ESERCIZIO ASSEGNATO 1: Conta quante righe dei record contengono la stringa "stone", tenendo conto di maiuscole e minuscole, e indica solo il numero.

BRANO CITATO:
------------------------------------------------------------

Sicurezza migratoria e marittima: due obiettivi futuri
La fase di profondi cambiamenti e sostanziale destrutturazione del sistema internazionale e dei suoi delicati equilibri di sicurezza attualmente in corso sta producendo grandi cambiamenti strategici nella postura internazionale degli Stati. Numerosi sono i temi e i dossier che hanno acquisito una diversa e crescente rilevanza nelle nuove relazioni internazionali. Tra i tanti, vi sono due dossier che in passato non hanno avuto un’adeguata centralità nell’azione internazionale dell’Italia: la questione della sicurezza migratoria e quella della sicurezza marittima, due dimensioni ora profondamente intrecciate nella crisi della sicurezza nel Mediterraneo centrale.
Il tema è stato approfondito dal Cenass in un progetto sostenuto dall’Unità di analisi e programmazione del Ministero degli Esteri e presentato in un convegno alla Camera dei Deputati. Le conclusioni raggiunte indicano che l’Italia ha davanti a sé un periodo temporale non breve in cui i dossier, tra loro connessi, della sicurezza dei flussi migratori dall’Africa all’Europa e della sicurezza marittima nel Mediterraneo sono destinati ad uscire dalla loro stretta natura specifica, acquisendo un complesso significato che si rivelerà fondamentale per accrescere il valore strategico della sua azione esterna.
La sicurezza migratoria
Il carattere anarchico delle crisi migratorie, le infrastrutture criminali che le regolano, i network terroristici che ne beneficiano indirettamente ed i calcoli politici di molti Stati di origine e transito su come orientare, amplificare e tesaurizzare i flussi hanno creato un sistema in cui i processi migratori odierni sono divenuti molto pericolosi per i migranti e altrettanto pericolosi per gli Stati. Soprattutto è ormai impossibile, in queste forme di migrazioni di masse ibride, distinguere qual è la vera natura strategica del fenomeno. Siamo infatti in presenza di una situazione emergenziale altamente distorsiva dei normali e fisiologici flussi migratori, che sta producendo un’illogica torsione dei meccanismi giuridici di protezione dei rifugiati e di alterazione delle stesse relazioni internazionali tra gli Stati, inclusi quelli europei.

------------------------------------------------------------

ESERCIZIO ASSEGNATO 2: Fornisci il seguito del brano sulla sicurezza migratoria e marittima, partendo subito dopo la sua ultima frase.

Etichette dei punti sugli oggetti:

------------------------------------------------------------

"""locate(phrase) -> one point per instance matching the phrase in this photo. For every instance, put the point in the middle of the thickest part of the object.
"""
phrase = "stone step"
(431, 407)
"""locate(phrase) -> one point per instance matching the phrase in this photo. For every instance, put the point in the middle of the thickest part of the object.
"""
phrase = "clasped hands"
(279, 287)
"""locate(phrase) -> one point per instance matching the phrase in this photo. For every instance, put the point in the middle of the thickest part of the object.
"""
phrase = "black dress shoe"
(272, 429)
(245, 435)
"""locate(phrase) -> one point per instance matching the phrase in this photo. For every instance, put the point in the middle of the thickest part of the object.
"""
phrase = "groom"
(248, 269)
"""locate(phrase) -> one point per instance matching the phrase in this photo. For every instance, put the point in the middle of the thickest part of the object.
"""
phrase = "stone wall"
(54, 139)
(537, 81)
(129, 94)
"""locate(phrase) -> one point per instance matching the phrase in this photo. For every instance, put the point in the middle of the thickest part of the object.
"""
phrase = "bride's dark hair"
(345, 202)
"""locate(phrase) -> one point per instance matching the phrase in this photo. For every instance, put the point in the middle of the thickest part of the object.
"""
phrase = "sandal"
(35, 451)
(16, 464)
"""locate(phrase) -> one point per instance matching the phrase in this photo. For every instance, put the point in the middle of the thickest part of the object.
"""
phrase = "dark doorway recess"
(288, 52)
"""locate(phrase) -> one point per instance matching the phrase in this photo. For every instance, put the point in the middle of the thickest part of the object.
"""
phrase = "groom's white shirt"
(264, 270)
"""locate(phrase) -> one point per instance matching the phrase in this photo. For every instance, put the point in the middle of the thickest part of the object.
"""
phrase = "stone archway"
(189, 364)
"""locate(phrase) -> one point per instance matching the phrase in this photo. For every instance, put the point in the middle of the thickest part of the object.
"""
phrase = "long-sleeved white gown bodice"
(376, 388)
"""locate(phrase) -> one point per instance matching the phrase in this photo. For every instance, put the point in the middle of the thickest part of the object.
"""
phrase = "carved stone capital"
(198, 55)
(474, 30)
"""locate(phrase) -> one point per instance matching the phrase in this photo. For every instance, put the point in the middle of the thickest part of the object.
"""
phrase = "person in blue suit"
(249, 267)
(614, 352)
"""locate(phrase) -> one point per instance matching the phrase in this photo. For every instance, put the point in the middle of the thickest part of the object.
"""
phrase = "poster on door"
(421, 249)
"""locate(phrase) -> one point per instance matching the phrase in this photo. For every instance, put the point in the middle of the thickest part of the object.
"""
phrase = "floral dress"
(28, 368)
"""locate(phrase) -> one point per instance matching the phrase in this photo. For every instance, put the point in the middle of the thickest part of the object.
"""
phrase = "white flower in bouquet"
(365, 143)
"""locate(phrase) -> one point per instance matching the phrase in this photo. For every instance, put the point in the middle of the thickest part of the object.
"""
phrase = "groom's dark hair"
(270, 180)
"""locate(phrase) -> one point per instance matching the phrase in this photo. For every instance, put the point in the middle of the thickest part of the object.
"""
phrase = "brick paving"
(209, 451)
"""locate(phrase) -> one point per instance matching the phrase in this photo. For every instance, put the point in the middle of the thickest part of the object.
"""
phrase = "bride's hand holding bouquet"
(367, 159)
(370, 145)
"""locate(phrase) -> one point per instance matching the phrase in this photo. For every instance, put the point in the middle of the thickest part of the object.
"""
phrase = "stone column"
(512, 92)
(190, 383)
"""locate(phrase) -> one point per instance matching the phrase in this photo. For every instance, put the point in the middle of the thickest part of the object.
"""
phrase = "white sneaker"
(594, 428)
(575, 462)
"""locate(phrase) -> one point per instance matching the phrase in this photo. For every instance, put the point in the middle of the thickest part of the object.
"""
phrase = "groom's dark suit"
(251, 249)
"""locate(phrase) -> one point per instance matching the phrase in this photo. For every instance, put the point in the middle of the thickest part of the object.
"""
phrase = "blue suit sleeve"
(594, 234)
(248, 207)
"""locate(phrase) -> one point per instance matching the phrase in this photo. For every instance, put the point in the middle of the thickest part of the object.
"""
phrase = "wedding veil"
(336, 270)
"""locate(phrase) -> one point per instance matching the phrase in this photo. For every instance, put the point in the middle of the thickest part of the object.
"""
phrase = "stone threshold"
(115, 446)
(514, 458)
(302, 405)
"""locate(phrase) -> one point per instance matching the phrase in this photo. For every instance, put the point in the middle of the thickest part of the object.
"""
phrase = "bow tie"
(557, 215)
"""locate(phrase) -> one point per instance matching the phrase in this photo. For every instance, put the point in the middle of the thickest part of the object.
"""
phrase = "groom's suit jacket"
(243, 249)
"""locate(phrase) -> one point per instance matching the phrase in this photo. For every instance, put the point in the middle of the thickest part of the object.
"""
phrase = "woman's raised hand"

------------------------------------------------------------

RISPOSTA SCRITTA 1: 6

RISPOSTA SCRITTA 2:
Nonostante ciò, tende a prevalere un approccio mainstream alla crisi migratoria che vuole mantenere ad ogni costo separati i processi migratori e le questione di sicurezza, non riconoscendo l’esistenza di interconnessioni tra queste due dimensioni. Eppure, è ormai evidente che quello che è stato definito “nesso scomodo” tra sicurezza e migrazione esiste ed è estremamente difficile da sciogliere. La realistica questione di fondo di oggi non ci pare tanto quella di dibattere all’infinito se esiste anche una dimensione della sicurezza nei flussi migratori o se la dimensione umanitaria o economica dei flussi migratori debba prevalere sui problemi di sicurezza; ma piuttosto cosa fare per occuparsi di tutte queste dimensioni in funzione dei complessivi interessi nazionali, senza prioritarizzarne una sulle altre.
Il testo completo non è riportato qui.